■ **Problem to work on**
Please repeat, unchanged, the lines at the top of the listing below, ending with the one that has "of the syringe.".

■ **Data for processing**
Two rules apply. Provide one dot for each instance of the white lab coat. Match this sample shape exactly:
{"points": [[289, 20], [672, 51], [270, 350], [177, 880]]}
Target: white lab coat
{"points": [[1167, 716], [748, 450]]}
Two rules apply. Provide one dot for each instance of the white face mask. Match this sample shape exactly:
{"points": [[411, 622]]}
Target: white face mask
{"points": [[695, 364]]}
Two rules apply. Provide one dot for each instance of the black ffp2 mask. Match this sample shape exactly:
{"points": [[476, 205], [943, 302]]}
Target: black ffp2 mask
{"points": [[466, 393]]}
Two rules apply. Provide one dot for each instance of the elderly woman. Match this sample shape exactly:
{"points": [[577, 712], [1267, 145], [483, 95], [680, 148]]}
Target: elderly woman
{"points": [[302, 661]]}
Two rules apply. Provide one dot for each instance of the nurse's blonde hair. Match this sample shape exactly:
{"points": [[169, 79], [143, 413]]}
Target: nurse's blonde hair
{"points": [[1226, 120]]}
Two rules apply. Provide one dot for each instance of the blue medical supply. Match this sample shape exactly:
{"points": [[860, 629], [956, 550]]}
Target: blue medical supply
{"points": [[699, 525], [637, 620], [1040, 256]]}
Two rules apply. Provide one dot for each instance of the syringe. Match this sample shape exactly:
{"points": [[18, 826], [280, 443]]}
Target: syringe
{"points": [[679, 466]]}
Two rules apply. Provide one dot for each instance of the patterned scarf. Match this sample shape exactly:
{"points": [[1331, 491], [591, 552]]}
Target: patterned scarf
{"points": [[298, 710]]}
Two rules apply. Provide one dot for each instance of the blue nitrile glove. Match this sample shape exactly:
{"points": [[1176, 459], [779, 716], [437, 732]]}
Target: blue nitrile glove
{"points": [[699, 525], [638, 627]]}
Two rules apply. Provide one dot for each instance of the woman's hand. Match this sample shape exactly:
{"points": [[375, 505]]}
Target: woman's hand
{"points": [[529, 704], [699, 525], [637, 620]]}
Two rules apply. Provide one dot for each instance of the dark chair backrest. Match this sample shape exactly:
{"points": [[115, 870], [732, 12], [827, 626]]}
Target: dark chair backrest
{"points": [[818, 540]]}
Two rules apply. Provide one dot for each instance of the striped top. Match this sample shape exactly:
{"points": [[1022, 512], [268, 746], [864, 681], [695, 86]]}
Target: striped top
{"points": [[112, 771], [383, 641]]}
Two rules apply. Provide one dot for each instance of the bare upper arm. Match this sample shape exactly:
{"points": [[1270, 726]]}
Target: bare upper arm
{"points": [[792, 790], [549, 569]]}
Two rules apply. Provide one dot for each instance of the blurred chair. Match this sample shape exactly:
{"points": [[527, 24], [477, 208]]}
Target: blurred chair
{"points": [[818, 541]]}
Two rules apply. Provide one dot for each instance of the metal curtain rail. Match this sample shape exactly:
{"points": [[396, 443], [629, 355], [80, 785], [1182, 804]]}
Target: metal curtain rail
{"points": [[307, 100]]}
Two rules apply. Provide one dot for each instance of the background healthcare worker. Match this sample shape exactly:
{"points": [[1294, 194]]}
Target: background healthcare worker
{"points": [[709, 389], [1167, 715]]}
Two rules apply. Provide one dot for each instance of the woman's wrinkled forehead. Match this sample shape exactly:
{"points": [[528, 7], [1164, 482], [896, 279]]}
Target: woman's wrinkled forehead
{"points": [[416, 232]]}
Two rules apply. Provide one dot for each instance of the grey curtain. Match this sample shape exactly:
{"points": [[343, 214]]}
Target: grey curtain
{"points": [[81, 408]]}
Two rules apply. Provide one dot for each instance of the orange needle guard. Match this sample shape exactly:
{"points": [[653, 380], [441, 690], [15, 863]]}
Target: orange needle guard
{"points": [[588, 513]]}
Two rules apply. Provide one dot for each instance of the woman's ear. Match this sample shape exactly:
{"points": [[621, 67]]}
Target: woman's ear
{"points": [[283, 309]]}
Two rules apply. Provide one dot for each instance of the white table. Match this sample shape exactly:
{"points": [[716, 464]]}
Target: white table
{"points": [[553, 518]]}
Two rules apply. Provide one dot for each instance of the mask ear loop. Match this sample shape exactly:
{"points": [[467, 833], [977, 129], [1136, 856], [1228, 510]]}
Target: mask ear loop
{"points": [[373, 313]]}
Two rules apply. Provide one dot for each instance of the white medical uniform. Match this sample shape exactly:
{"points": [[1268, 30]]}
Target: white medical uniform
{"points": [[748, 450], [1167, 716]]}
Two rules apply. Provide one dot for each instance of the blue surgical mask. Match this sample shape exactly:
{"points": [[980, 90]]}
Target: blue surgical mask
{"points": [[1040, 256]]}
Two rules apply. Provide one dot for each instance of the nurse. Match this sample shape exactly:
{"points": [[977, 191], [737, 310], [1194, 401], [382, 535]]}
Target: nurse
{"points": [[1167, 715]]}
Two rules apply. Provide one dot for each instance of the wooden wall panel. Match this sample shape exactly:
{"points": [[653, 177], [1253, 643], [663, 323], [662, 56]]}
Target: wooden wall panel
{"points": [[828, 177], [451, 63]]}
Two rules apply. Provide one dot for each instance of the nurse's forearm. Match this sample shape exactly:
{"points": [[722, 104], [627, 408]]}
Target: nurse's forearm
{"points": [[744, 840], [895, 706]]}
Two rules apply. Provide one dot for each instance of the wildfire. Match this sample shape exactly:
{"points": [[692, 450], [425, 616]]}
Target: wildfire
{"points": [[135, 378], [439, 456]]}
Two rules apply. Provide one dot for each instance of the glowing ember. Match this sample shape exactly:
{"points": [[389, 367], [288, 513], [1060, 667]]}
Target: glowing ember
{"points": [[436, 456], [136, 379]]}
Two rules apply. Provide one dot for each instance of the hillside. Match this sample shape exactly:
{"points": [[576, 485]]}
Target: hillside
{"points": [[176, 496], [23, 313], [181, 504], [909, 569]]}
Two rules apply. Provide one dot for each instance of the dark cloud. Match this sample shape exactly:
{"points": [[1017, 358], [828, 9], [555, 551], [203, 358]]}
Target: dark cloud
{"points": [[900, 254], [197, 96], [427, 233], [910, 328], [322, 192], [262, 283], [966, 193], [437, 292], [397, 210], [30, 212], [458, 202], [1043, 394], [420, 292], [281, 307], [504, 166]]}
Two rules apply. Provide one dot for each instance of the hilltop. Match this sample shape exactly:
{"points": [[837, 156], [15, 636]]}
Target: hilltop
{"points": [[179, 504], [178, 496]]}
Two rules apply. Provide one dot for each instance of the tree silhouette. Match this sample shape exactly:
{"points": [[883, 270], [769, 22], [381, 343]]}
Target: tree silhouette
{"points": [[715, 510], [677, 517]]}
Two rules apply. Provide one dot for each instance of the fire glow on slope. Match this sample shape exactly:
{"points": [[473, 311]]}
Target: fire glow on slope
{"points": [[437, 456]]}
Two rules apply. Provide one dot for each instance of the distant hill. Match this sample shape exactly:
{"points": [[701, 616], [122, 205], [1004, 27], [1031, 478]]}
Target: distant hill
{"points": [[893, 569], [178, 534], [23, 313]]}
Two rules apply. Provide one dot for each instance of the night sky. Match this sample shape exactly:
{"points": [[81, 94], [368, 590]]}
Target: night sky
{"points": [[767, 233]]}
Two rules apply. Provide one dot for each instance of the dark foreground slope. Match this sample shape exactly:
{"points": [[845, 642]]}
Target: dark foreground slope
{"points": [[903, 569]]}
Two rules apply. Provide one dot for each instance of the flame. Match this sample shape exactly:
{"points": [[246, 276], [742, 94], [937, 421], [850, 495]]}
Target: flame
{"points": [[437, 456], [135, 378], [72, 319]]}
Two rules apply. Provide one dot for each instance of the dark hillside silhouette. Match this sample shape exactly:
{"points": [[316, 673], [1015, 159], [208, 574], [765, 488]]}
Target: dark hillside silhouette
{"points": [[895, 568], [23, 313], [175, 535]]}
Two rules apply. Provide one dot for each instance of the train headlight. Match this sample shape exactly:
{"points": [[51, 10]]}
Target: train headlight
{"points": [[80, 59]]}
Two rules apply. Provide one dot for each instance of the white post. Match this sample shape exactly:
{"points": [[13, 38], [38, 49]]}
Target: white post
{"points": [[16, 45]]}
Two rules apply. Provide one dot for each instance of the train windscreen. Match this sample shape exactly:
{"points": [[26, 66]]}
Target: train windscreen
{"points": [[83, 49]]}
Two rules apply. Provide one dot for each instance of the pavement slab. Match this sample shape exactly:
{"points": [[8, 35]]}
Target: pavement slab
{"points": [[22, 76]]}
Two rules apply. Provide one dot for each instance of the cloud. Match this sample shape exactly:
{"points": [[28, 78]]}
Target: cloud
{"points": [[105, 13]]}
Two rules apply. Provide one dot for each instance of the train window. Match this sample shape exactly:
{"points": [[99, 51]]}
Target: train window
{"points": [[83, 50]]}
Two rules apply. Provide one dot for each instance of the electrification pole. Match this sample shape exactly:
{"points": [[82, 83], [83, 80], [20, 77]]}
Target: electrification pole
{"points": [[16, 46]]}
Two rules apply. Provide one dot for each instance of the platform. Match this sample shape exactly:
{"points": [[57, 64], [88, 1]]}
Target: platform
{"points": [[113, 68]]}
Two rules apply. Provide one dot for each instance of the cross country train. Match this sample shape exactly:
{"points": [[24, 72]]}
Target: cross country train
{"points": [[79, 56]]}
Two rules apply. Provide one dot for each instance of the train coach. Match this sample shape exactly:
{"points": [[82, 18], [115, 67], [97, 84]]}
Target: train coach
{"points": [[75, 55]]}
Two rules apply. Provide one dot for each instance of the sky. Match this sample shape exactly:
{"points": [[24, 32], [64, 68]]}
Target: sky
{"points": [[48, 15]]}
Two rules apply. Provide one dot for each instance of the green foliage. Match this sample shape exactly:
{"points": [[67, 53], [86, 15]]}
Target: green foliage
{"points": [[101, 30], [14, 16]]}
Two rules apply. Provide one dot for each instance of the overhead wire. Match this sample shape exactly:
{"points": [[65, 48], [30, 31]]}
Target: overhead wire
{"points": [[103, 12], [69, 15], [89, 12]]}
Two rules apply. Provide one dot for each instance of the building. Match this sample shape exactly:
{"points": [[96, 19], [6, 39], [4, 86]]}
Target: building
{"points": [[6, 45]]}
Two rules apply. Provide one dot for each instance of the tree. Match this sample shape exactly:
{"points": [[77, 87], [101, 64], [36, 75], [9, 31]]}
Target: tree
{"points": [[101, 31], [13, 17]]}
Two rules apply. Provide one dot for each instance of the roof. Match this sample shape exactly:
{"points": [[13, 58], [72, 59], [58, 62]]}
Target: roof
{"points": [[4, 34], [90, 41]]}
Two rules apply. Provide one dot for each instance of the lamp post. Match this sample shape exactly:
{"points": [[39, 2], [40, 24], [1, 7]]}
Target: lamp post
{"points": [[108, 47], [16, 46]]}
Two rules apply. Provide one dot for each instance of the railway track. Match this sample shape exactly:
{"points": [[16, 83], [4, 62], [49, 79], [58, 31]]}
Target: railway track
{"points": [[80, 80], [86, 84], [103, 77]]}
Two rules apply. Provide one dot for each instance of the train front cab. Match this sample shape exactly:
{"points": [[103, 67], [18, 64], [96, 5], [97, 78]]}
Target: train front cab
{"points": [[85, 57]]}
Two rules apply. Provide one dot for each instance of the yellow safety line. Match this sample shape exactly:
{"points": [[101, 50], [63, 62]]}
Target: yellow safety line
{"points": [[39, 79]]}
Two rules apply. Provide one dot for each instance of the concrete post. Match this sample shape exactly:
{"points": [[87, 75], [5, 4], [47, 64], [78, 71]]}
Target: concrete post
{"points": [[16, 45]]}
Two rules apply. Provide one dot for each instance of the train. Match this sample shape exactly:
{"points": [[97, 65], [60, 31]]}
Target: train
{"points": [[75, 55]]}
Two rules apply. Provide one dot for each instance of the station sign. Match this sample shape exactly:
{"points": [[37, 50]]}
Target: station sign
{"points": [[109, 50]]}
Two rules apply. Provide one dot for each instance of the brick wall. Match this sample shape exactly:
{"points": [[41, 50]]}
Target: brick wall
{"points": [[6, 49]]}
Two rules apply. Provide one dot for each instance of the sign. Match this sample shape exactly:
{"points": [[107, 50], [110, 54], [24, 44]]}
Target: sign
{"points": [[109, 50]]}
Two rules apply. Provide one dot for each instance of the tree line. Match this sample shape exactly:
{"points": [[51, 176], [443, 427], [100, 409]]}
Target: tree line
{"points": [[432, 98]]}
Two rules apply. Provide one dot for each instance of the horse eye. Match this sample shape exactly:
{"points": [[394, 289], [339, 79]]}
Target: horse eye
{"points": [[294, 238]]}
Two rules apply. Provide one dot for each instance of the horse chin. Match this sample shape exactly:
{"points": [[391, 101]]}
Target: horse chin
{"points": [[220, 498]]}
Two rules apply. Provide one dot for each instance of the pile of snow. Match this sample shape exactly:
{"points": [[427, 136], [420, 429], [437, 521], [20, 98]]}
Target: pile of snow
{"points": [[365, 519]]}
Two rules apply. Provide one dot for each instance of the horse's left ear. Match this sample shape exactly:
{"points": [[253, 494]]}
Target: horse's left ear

■ **Written response**
Two rules apply. Provide one dot for each instance of the white lab coat. Match this sample shape exactly:
{"points": [[289, 20], [672, 51], [270, 350], [177, 880]]}
Target: white lab coat
{"points": [[1167, 716], [748, 450]]}
Two rules apply. Provide one dot for each instance of the white face mask. Match this sample shape exactly:
{"points": [[411, 622]]}
Target: white face mask
{"points": [[695, 364]]}
Two rules apply. Provide one dot for each instance of the black ffp2 mask. Match this sample shape exactly:
{"points": [[476, 205], [943, 302]]}
Target: black ffp2 mask
{"points": [[466, 393]]}
Two rules apply. Provide one dot for each instance of the elderly woman. Match this sample shape exactly:
{"points": [[577, 712], [1267, 145], [483, 95], [680, 148]]}
Target: elderly woman
{"points": [[302, 661]]}
Two rules apply. Provide one dot for each instance of the nurse's blonde hair. Match this sample shape exactly:
{"points": [[169, 79], [143, 413]]}
Target: nurse's blonde hair
{"points": [[1226, 120]]}
Two rules apply. Provide one dot for each instance of the blue medical supply. Match this sample shape exactly:
{"points": [[860, 629], [956, 550]]}
Target: blue medical supply
{"points": [[699, 525], [637, 620], [1040, 256]]}
Two rules apply. Provide one dot for each instance of the syringe. Match this sample shape exactly:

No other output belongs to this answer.